### Task brief:
Convert every line of the listing below into a numbered list, skipping blank lines and leaving out the pictures.

────

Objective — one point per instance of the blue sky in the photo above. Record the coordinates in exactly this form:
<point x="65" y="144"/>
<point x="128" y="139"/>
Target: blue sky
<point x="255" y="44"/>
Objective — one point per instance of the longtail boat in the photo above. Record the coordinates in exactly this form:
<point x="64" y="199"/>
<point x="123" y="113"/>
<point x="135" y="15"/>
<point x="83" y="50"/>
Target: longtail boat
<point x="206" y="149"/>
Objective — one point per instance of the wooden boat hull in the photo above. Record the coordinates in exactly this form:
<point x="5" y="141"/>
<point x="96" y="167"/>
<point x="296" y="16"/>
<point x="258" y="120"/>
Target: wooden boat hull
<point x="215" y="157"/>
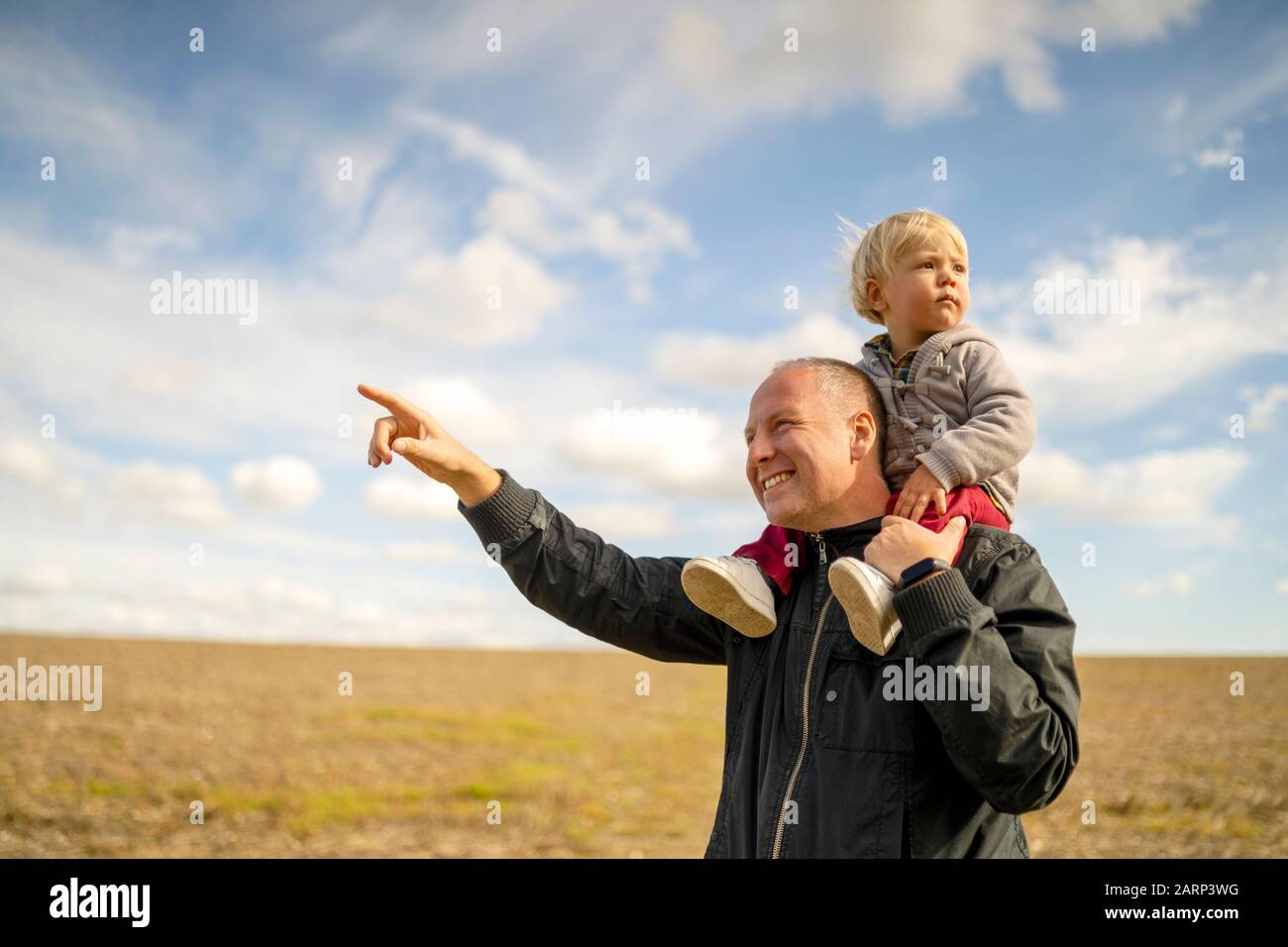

────

### Task answer:
1. Objective — one point per instance of the blue sky in the photo above. Record the coordinates in exactly this form:
2. <point x="65" y="144"/>
3. <point x="128" y="139"/>
4. Target: blue sky
5. <point x="255" y="44"/>
6. Objective — one point per instance of the longtail boat in the photo above. Record the coordinates in exactly this form:
7. <point x="64" y="199"/>
8. <point x="123" y="113"/>
9. <point x="135" y="15"/>
10. <point x="83" y="50"/>
11. Target: longtail boat
12. <point x="206" y="149"/>
13. Objective — one point per instance of the wooden boat hull in the photo above. Record the coordinates in exactly this form:
14. <point x="5" y="141"/>
15. <point x="96" y="167"/>
16. <point x="296" y="16"/>
17. <point x="258" y="120"/>
18. Target: wooden boat hull
19. <point x="215" y="157"/>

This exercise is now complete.